**TASK TO CARRY OUT:**
Write out each of the following lines word for word, keeping them in the order shown.

[BEGIN]

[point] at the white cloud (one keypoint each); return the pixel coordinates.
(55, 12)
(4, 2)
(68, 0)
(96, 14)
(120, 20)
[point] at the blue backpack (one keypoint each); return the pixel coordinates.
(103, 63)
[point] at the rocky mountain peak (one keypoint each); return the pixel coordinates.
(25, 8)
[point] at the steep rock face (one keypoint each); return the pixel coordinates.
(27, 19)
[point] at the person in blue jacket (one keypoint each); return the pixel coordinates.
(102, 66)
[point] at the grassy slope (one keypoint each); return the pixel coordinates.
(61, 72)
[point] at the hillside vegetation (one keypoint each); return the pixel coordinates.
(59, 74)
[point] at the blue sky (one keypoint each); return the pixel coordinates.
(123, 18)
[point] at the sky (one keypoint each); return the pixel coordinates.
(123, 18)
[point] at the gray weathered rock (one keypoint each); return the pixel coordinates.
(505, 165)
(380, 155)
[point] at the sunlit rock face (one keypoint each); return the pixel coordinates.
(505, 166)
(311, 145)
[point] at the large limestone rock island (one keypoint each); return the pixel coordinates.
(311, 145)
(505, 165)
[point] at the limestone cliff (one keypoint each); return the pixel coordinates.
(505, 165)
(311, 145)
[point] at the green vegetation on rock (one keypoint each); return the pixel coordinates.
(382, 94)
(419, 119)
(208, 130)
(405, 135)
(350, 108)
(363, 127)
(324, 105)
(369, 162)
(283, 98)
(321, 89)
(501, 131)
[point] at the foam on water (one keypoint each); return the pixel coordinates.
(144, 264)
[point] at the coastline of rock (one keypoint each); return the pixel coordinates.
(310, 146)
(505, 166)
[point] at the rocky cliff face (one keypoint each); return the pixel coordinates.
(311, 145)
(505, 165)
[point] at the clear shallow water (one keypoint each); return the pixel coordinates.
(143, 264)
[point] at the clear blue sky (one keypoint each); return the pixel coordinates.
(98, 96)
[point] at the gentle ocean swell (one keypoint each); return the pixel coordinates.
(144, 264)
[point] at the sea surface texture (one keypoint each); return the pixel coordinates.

[END]

**SOLUTION TO THIS TASK:**
[point] at the white cloud (one keypoint each); return the pixel coordinates.
(55, 12)
(4, 2)
(68, 0)
(96, 14)
(120, 20)
[point] at the blue backpack (one keypoint each); return the pixel coordinates.
(103, 63)
[point] at the rocky mountain peak (one keypoint each); return the pixel coordinates.
(25, 8)
[point] at the steep rock face (one keypoint each); return the pixel coordinates.
(27, 19)
[point] at the person in blue jacket (one keypoint each); return the pixel coordinates.
(102, 66)
[point] at the grassy slope (one keypoint each); return the pixel coordinates.
(61, 72)
[point] at the hillside vegetation (one keypoint each); return the pixel coordinates.
(59, 74)
[point] at the blue sky (one keypoint each); return the pixel coordinates.
(123, 18)
[point] at the sky (one keypoint each); return the pixel coordinates.
(123, 18)
[point] at the gray weathered rock (one keypoint each); return the pixel coordinates.
(505, 165)
(380, 155)
[point] at the sunlit rock face (one keypoint each); return the pixel coordinates.
(505, 166)
(311, 145)
[point] at the large limestone rock island (one keypoint each); return the pixel coordinates.
(311, 145)
(505, 165)
[point] at the limestone cliff (one keypoint each); return the pixel coordinates.
(505, 165)
(311, 145)
[point] at the green vegetation on rock (one keypoint each); return the pixel coordinates.
(382, 94)
(419, 119)
(208, 130)
(405, 135)
(350, 108)
(363, 127)
(324, 105)
(369, 162)
(283, 98)
(321, 89)
(501, 131)
[point] at the foam on water (one keypoint each); return the pixel coordinates.
(144, 264)
[point] at the coastline of rock (one keypoint each); return the pixel coordinates.
(310, 146)
(505, 166)
[point] at the rocky cliff face (one keypoint each); return the pixel coordinates.
(311, 145)
(505, 165)
[point] at the clear shallow water (one keypoint each); return the pixel coordinates.
(143, 264)
[point] at the clear blue sky (one keypoint each); return the pixel coordinates.
(98, 96)
[point] at the gentle ocean swell (one keypoint each); return the pixel coordinates.
(144, 264)
[point] at the sea surface texture (one keypoint each); return the pixel coordinates.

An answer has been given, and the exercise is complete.